Prelude to an Axiomatic Development of the Real Number System

As you can see, in order to explain why the multiplication algorithm works, you need to invoke quite a few simpler results about addition and multiplication. Question 1 is not as obvious as it looks! As for Question 2, you should be able to explain why −1 × −1 = 1 by the end of this chapter. Now note the following (empirically verifiable) facts: Human beings have a certain intuition (or idea) about non–physical objects called numbers. These numbers can be combined in various ways to form new numbers, e.g. they can be added and multiplied. Moreover, there are some simple rules which govern the combination of numbers, e.g. (i) The product of two numbers does not depend on where or when the multiplication is performed. (ii) a + b = b + a

ab = ba

(iii) a + (b + c) = (a + b) + c

a(bc) = (ab)c

(iv) a(b + c) = ab + ac et cetera. Our aim is now to find a set of rules, or axioms, which completely captures our intuition about the arithmetic of the reals. In other words, we seek a set of rules which (1) is in accord with our intuition about arithmetic, and (2) is sufficiently rich that any informal, intuitive arithmetic argument can be made formal, i.e. we can reach the same conclusion by applying no intuition at all, but just the axioms. Why do we need axioms? For several reasons. • Axioms tend to be simple, and most people will accept them as in agreement with their intuition. Thus the axioms are a common starting point for all people. People who disagree on the axioms are probably talking about different things. • The agreed–upon rules can be applied over and over again, to arbitrary levels of complexity. Any two people who agree on the (simple) axioms will also agree on the (complicated) conclusions that may be reached by formal application of those axioms. On the other hand, intuition becomes less and less reliable as we increase the level of complexity, and thus conclusions obtained solely by a intuition are more suspect. For example, you and I may agree that Euclid’s 5 axioms for geometry are in accordance with our intuition of space. These axioms are simple, and difficult to disbelieve. You may have a powerful intuition, however: You intuit that the square of the (length of) the hypotenuse of a right–angled triangle is equal to the sum of the squares of the other two sides. But my intuition is far less developed than yours: I just don’t see it, and so I don’t believe you. Should you provide a step– by–step argument, starting from our common ground (the 5 axioms), using only commonly agreed rules, I will be forced to admit that your intuition is correct. In this way, I can verify the truth of your assertion myself, and don’t just have to take your word for it.

Preliminaries

35

• If we use the axiomatic method, we are constantly aware of our assumptions. It therefore becomes much simpler to discern similarities and differences between various mathematical objects and operations. This will make the arguments portable (in the Computer Science sense — arguments (computer code) can easily be moved from one problem to (platform) to another). For example, the rules a · (b + c) = a · b + a · c and a · (b · c) = (a · b) · c apply not only to multiplication of numbers, but also to multiplication of matrices. Thus any proposition that can be proved about numbers, using just those rules, will also be true for matrices. However, the rule a · b = b · a does not hold for matrices.

* Dataset rows:

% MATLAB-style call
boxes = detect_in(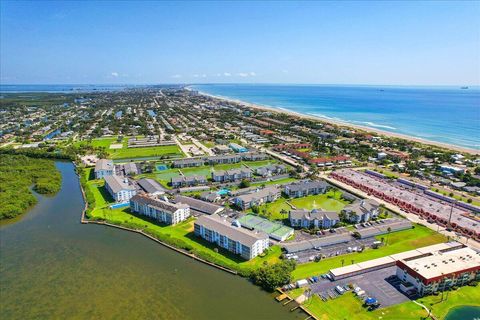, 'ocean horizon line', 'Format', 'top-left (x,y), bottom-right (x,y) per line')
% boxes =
(0, 82), (480, 89)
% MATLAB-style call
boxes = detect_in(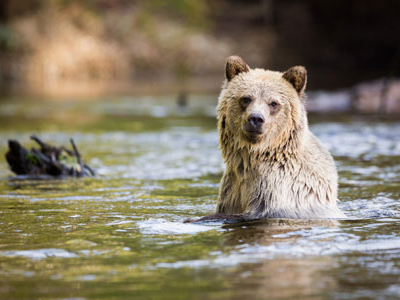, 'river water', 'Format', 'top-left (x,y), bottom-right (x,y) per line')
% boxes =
(0, 97), (400, 299)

* Task set:
• a. Summarize the passage on axioms for the real numbers in two sentences.
• b. List every equation given under items (ii) through (iv) in the passage on axioms for the real numbers.
• c. Carry on writing the passage on axioms for the real numbers from where it stops.
The data isn't needed for what follows.

* The answers:
• a. People have an intuition about numbers and the simple rules for combining them, and the aim is to find a set of axioms that fits this intuition and is rich enough to turn any informal arithmetic argument into a formal one. Axioms are needed because they are simple common ground most people accept, because conclusions reached from them by agreed rules can be trusted at levels of complexity where intuition becomes less reliable, and because they keep assumptions in view so arguments carry over, as some rules for numbers also hold for matrices while a · b = b · a does not.

• b.
- a + b = b + a
- ab = ba
- a + (b + c) = (a + b) + c
- a(bc) = (ab)c
- a(b + c) = ab + ac

• c.
• Finally, axioms allow us to circumvent metaphysical speculation about the nature and existence of mathematical objects. What, for example is a real number? Is it an irreducible, or is it made up of simpler things? This question was first given a satisfactory answer in 1872. Indeed, it was given two different but satisfactory answers in that year, by Dedekind and Cantor. In each case, the real numbers are ”constructed” from some previously constructed, simpler, objects, e.g. the rational numbers. And the rational numbers are in turn constructed from the positive integers, which are constructed from the empty set — We’ll go into a bit more depth later in this chapter, but for a proper explanation, you will need to read a book on set theory.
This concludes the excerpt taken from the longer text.